Dal portale si perveniva nel luogo sacro, dalle modeste dimensioni. Né poteva essere altrimenti se si tiene presente che “le chiesette dei Cappuccini spesso erano costruite sulla misura della santa Casa di Loreto”.  
Sulla parete di fondo sorgeva l’altare ligneo sul quale campeggiava il dipinto di Giovan Berardino Lama eseguito su tavola nel 1592 che, in armonia con la grandezza dell’aula, raffigura la Vergine che porge il seno al Figlio tenuto sul braccio destro e, ai lati, i santi Francesco ed Antonio.
Sulla parete opposta, cioè sul portale, come è ancora oggi, era la cantoria.
Per quanto riguarda la cona del Lama va detto che nell’ Appendice redatta da Eduardo Nappi (inclusa nel volume “Cerreto Sannita: Testimonianze d’arte tra Sette e Ottocento”),  viene riportato l’acconto di 10 ducati che il Banco del Popolo, giornale del 1592, versò il 15 giugno a Simone Tramontano per guarnimenti che ha da fare alla cona del loco di Cerrito di padri cappuccini. Nello stesso giorno ed anno, poi, la stessa banca versò uguale somma ad Aliberto Fiamengo, in conto dell’intagliatura della cona […]ed infine  l’8 luglio a Gio. Berardino Lama, pittore, 14 ducati e 98 grana, in conto della cona che fa per il loco de Cerreto delli reverendi padri cappuccini. Et […] ad Antonio Troiano suo creato per altritanti .
Da quanto sopra, pertanto, si desume che nel 1592 si approntava l’opera pittorica del Lama, nonché i guarnimenti e l’intagliatura della cona, per le cui maestrie furono versati in conto complessivi 49 ducati e 96 grana.
E poiché la eventuale somma pattuita con il Lama non era stata del tutto saldata, il 28 giugno 1600, tramite il Banco dell’Annunciata, furono versati altri 11 ducati destinati a Gio. Bernardo Lama ed altrettanti a Gio. Bernardo Buono .  
Da quest’ultimo mandato di pagamento, quindi, si deduce che i ducati cinquanta destinati ai frati da Ascanio Raetano nel suo testamento rogato nel 1595 […] per la cona che si fa a S. Maria della gratia de Cappuccini de Cerreto, furono insufficienti.
Il luogo sacro, dunque, era costituito da un unico ambiente dove, sulla parete sinistra, si aprivano tre piccole cappelle delle quali la prima -oggi dedicata a s. Francesco- era destinata a sepoltura dei frati . Antistante ad esse un corridoio che immetteva alla scala che portava nella cantoria e,  in fondo,  alla sacrestia.

Voci mostrate —
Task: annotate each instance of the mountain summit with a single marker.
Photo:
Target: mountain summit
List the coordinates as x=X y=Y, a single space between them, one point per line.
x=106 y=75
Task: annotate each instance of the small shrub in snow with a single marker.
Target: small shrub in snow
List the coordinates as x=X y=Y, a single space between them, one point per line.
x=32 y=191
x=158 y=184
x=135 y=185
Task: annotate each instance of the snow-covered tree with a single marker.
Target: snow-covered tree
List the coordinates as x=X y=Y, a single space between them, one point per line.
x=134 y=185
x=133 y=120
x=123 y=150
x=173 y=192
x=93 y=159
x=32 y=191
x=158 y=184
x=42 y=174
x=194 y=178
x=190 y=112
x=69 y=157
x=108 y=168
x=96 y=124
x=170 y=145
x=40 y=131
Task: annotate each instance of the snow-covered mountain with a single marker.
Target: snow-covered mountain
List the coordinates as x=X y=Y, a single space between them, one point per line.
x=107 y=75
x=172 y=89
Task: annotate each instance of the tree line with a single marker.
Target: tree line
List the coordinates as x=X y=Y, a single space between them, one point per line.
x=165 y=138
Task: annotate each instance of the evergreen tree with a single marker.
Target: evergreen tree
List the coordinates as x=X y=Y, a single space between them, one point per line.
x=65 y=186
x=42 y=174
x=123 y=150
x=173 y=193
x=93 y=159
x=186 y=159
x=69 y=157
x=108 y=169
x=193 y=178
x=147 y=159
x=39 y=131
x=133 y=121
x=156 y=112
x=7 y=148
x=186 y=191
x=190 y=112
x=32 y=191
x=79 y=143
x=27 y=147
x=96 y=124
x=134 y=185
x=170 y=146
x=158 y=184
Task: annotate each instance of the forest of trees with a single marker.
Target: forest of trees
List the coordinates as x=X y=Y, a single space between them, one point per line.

Cosa si chiede —
Secondo il testo fornito, su quale misura erano spesso costruite le chiesette dei Cappuccini? Rispondi per favore con una sola frase.

Risposta qui sotto —
Le chiesette dei Cappuccini erano spesso costruite sulla misura della santa Casa di Loreto.